**AIM OF THE EXERCISE:** Copy out every line of the records below, requests included, and shift each coordinate in the answers by adding 101 to it. Omit the pictures.

:::::

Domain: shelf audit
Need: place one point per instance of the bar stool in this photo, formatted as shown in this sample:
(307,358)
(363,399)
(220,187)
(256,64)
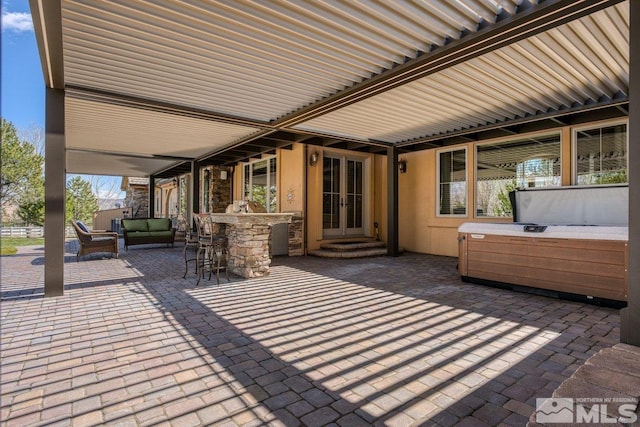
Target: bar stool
(212,251)
(191,243)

:::::

**TASK OUTPUT:**
Domain: shelf audit
Need: place one point per instance of the bar stool in this photo, formatted as shown in this sample:
(307,358)
(363,399)
(220,187)
(256,64)
Target: bar stool
(313,352)
(292,344)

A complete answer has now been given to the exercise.